### 文本摘录
Java_JDK_HashMap

(二)HashMap

需要注意的无非几点:

  • 是什么结构,如何存储的?
  • 如何加入元素?既然是hashMap,那么是如何计算hashcode的呢?遇到冲突又是如何解决的呢?
  • 如何删除元素?
  • 当容量不够时是如何扩容的?

1. 总体的存储结构为一个Node类型的数组transient Node<K,V>[] table;

其中,Node节点结构为:

   static class Node<K,V> implements Map.Entry<K,V> {
        final int hash;
        final K key;
        V value;
        Node<K,V> next;

        Node(int hash, K key, V value, Node<K,V> next) {
            this.hash = hash;
            this.key = key;
            this.value = value;
            this.next = next;
        }
}

 

可以看到,Node节点中有next指针,说明数组内部是一个指针,指向下一个元素。

### 记录信息
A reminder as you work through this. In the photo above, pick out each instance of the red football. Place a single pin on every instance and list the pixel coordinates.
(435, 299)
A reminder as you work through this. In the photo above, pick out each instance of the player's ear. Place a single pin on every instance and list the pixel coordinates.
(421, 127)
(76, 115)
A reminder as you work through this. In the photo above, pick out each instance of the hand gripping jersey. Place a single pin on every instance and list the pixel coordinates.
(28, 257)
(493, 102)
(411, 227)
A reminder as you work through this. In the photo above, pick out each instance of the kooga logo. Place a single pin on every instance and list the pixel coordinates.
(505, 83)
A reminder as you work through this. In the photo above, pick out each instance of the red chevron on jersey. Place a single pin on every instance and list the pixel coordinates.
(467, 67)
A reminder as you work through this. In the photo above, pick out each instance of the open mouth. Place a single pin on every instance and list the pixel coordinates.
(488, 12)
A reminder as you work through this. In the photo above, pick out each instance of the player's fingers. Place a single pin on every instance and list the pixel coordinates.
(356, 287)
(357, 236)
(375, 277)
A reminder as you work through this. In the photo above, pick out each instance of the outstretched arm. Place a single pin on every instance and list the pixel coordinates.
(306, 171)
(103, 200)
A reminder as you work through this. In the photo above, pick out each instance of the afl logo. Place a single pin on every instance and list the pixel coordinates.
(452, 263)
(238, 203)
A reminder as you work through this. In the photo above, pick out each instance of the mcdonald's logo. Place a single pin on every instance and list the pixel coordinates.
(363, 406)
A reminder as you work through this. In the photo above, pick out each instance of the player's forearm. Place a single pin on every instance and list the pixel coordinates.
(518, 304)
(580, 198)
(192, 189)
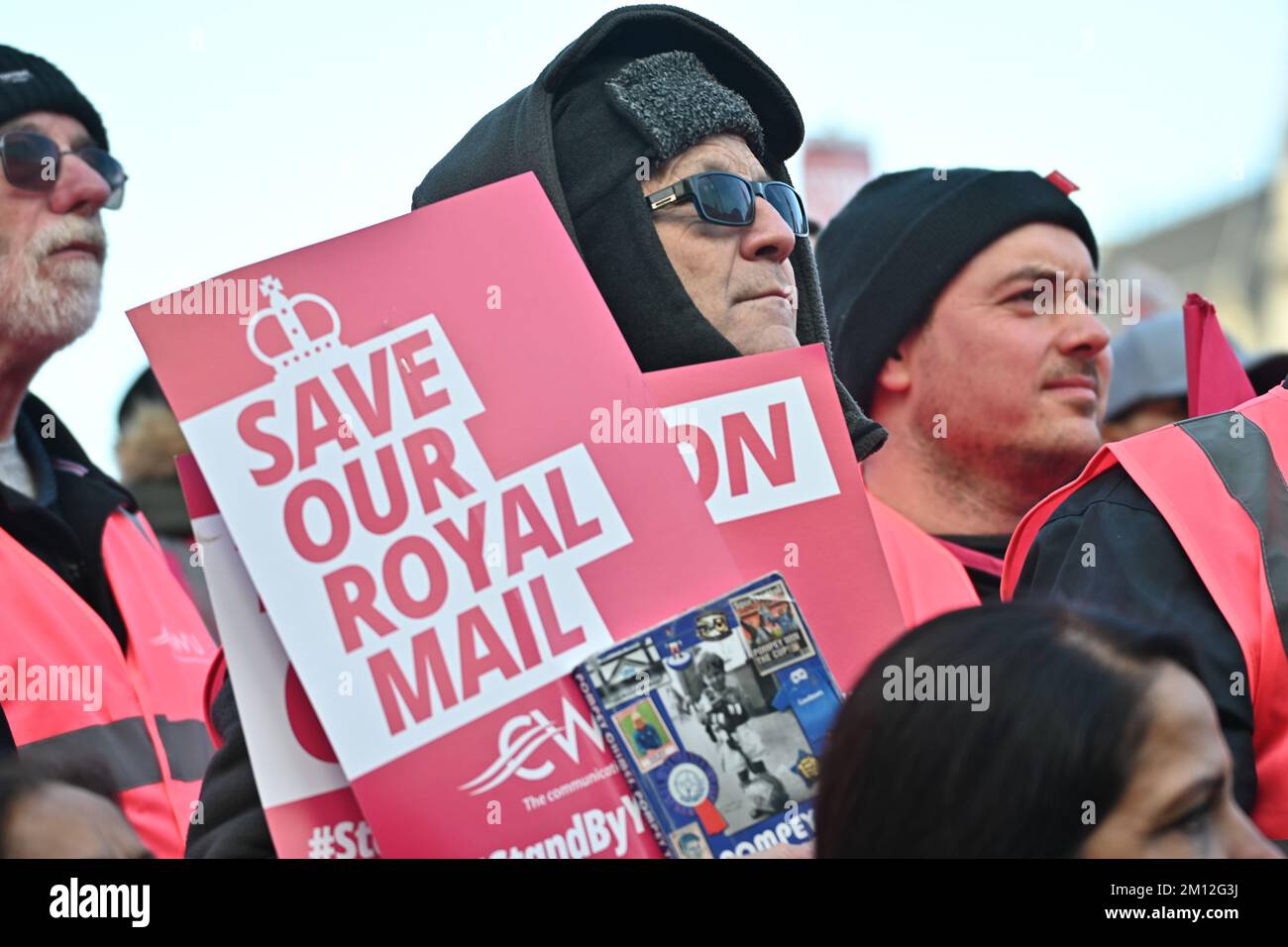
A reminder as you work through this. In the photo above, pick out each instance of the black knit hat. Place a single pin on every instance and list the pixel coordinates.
(30, 84)
(902, 239)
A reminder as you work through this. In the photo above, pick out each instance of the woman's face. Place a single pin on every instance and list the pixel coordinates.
(1179, 800)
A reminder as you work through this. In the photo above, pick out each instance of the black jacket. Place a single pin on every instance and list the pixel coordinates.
(590, 179)
(1142, 575)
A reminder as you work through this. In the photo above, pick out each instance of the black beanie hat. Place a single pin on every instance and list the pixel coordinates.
(902, 239)
(30, 84)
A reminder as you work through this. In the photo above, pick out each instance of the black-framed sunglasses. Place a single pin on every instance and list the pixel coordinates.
(31, 161)
(729, 200)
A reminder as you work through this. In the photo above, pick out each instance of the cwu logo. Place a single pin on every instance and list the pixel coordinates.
(523, 736)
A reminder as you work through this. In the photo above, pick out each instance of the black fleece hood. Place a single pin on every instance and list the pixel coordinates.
(584, 149)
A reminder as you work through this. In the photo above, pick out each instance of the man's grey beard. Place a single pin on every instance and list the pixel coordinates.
(43, 309)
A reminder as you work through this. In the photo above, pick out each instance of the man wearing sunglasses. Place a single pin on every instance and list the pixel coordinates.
(660, 140)
(102, 655)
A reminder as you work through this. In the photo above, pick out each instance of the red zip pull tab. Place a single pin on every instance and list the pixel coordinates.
(1065, 185)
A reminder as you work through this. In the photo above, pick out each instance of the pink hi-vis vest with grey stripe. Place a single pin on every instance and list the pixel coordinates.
(1219, 483)
(72, 694)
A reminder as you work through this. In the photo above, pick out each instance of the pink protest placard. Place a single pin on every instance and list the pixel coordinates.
(399, 442)
(308, 804)
(767, 445)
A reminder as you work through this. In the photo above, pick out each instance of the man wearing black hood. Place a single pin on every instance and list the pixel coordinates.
(638, 132)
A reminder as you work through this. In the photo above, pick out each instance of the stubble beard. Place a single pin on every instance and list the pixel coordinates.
(47, 304)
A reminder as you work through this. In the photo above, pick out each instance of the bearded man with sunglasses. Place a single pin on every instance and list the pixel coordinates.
(661, 142)
(102, 654)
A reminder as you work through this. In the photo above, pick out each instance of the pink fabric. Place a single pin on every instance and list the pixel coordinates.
(1216, 379)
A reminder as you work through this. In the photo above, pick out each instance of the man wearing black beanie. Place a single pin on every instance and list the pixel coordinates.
(616, 128)
(89, 602)
(948, 326)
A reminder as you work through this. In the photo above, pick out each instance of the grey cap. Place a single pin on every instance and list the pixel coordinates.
(1149, 364)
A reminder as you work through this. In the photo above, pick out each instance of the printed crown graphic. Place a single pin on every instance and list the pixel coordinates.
(304, 339)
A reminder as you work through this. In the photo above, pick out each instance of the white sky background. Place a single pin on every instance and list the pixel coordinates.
(250, 129)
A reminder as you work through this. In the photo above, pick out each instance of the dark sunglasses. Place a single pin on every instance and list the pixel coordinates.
(31, 161)
(728, 198)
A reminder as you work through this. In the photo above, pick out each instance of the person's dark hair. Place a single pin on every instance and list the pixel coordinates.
(1065, 719)
(20, 779)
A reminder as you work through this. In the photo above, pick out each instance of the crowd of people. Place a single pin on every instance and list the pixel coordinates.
(1046, 514)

### 任务说明
请用两句话概括上方关于HashMap的文本摘录。

### 最终结果
文中列出了HashMap需要注意的几点：它的结构与存储方式，如何加入元素（包括如何计算hashcode、如何解决冲突），如何删除元素，以及容量不够时如何扩容。它说明HashMap总体的存储结构是一个Node类型的数组，每个Node节点包含hash、key、value和一个指向下一个元素的next指针。